• _Try it_
All of these records need to be duplicated exactly.

Given records START

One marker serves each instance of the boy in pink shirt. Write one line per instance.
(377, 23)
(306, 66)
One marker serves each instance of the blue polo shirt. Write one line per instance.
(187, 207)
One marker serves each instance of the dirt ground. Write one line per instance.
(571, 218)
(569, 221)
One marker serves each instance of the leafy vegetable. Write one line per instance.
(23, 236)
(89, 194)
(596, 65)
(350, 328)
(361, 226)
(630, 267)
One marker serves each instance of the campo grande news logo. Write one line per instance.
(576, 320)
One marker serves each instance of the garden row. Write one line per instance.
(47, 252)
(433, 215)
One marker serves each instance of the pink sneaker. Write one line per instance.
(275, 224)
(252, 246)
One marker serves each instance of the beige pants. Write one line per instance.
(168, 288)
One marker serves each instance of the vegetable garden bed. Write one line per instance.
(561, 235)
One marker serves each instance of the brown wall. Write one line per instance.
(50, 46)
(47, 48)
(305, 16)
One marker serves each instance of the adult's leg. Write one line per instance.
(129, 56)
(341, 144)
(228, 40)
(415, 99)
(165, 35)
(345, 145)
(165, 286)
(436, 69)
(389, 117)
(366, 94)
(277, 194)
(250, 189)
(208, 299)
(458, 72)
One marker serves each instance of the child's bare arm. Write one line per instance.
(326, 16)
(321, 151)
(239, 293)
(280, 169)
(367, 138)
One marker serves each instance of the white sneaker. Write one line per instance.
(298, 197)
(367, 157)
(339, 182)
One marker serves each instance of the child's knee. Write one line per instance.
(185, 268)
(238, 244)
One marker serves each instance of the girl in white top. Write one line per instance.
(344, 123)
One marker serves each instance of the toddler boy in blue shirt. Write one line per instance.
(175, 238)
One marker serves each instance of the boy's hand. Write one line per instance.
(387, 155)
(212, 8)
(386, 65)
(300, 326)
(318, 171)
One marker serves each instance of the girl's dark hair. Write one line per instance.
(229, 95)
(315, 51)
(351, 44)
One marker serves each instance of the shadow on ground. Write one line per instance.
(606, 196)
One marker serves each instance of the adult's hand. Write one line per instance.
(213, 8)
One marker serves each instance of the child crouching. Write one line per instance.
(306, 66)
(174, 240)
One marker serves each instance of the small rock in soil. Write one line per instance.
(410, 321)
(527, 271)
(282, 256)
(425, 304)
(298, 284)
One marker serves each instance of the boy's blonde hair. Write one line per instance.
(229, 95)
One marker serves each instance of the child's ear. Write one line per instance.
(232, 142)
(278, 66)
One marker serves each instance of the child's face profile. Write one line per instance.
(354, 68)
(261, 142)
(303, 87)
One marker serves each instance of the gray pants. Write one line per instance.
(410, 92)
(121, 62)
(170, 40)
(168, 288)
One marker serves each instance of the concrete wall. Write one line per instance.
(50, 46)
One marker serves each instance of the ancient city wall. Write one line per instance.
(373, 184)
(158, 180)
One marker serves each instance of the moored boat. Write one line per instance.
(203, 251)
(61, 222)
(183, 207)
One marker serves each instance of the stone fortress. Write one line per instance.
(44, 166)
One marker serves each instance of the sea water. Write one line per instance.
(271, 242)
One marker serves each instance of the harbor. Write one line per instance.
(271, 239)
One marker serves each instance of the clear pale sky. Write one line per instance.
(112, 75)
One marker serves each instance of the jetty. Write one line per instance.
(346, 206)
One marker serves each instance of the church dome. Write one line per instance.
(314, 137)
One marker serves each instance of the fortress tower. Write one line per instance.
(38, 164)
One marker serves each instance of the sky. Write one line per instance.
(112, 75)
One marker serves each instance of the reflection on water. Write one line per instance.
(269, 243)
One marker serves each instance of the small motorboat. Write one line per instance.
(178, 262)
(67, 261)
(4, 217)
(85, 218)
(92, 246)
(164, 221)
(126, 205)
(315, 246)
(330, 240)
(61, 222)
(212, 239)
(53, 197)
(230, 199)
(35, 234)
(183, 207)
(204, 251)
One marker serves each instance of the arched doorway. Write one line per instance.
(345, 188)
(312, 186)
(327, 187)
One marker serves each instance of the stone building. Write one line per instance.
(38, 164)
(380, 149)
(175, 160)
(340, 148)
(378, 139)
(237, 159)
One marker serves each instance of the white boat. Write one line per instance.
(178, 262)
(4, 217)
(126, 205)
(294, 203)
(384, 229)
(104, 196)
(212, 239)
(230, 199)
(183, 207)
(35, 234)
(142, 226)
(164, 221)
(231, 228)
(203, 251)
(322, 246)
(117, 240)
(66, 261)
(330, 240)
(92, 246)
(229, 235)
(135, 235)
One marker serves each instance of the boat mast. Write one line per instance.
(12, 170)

Given records END

• _Solved exercise_
One marker serves each instance of the boy in pink shirt. Write one line per instance.
(377, 23)
(306, 66)
One marker serves each instance of the blue polo shirt. Write one line per instance.
(187, 207)
One marker serves each instance of the dirt ground. Write one line per instance.
(571, 218)
(569, 221)
One marker serves each instance of the leafy vegetable. Write one line per instance.
(23, 236)
(89, 194)
(596, 65)
(350, 328)
(361, 226)
(630, 267)
One marker serves each instance of the campo grande news logo. Write one line per instance.
(576, 320)
One marker serves each instance of the garden row. Write one line per instance.
(47, 252)
(433, 215)
One marker serves each instance of the pink sneaker. Write one line per instance.
(275, 224)
(252, 246)
One marker serves each instance of the beige pants. Write one line per instance.
(168, 288)
One marker serves each instance of the vegetable garden bed. Write one line per instance.
(561, 235)
One marker serves each instance of the brown wall. Write one line per instance.
(50, 46)
(47, 48)
(305, 16)
One marker serves each instance of the adult's leg. Write one line per instance.
(129, 56)
(341, 144)
(228, 40)
(415, 99)
(165, 35)
(345, 145)
(165, 286)
(436, 69)
(389, 117)
(366, 94)
(277, 194)
(250, 189)
(208, 299)
(458, 72)
One marker serves each instance of the child's bare arm. Write one line per instance.
(326, 16)
(321, 151)
(239, 293)
(280, 169)
(367, 138)
One marker serves each instance of the white sneaker. Write one line per instance.
(298, 197)
(367, 157)
(339, 182)
One marker serves each instance of the child's knee. Write one line per instance.
(185, 268)
(238, 244)
One marker serves each instance of the girl in white top. Write one line per instance.
(344, 123)
One marker serves each instance of the toddler boy in blue shirt. Write one line per instance.
(175, 238)
One marker serves each instance of the boy's hand. Write one line per instance.
(387, 155)
(212, 8)
(386, 65)
(300, 326)
(318, 171)
One marker serves each instance of the girl's dark hair. Write one line per instance.
(229, 95)
(315, 51)
(351, 44)
One marker serves each instance of the shadow on ground. Write one line per instance.
(606, 196)
One marker serves each instance of the adult's hand. Write one line per instance.
(213, 8)
One marker serves each instance of the child crouching. Write one line per instance.
(306, 66)
(174, 240)
One marker serves each instance of the small rock in soil. Write one line per instance.
(410, 321)
(527, 271)
(282, 256)
(425, 304)
(298, 284)
One marker serves each instance of the boy's blonde hair. Write one line per instance.
(229, 95)
One marker serves each instance of the child's ear. Write one line per instance.
(232, 142)
(278, 66)
One marker serves each instance of the child's face profile. Write one line per instance.
(354, 68)
(261, 142)
(303, 87)
One marker serves each instance of the gray pants. Write one line per instance.
(410, 92)
(121, 62)
(170, 40)
(168, 288)
One marker serves each instance of the concrete wall. Write one line per instance.
(50, 46)
One marker serves each instance of the ancient city wall. Write one line per instance.
(373, 184)
(158, 180)
One marker serves each instance of the moored boat. Write one line per instance.
(203, 251)
(61, 222)
(183, 207)
One marker serves each instance of the stone fortress. Write one line per instance.
(44, 166)
One marker serves each instance of the sea water. Write one line per instance.
(271, 242)
One marker serves each instance of the harbor. Write one line per instance.
(271, 239)
One marker serves each instance of the clear pale sky. Write one line per instance.
(112, 75)
One marker serves each instance of the jetty. Write one line per instance.
(346, 206)
One marker serves each instance of the church dome. Write one line per instance.
(314, 137)
One marker serves each instance of the fortress tower. Write one line per instance.
(38, 164)
One marker serves each instance of the sky. Write one line per instance.
(112, 75)
One marker serves each instance of the reflection on water. Write one line per instance.
(269, 243)
One marker serves each instance of the small motorboat. Write one line per instance.
(178, 262)
(67, 261)
(4, 217)
(85, 218)
(92, 246)
(164, 221)
(126, 205)
(315, 246)
(330, 240)
(61, 222)
(212, 239)
(53, 197)
(230, 199)
(35, 234)
(183, 207)
(204, 251)
One marker serves each instance of the arched doorway. Write one line per instance.
(345, 188)
(312, 186)
(327, 187)
One marker serves each instance of the stone building. Write one line per instance.
(38, 164)
(380, 149)
(175, 160)
(340, 148)
(378, 139)
(237, 159)
One marker serves each instance of the white boat. Write one line per instance.
(178, 262)
(4, 217)
(126, 205)
(294, 203)
(384, 229)
(104, 196)
(212, 239)
(230, 199)
(183, 207)
(35, 234)
(142, 226)
(164, 221)
(231, 228)
(203, 251)
(322, 246)
(117, 240)
(66, 261)
(330, 240)
(92, 246)
(229, 235)
(135, 235)
One marker serves each instance of the boat mast. Write one line per instance.
(12, 170)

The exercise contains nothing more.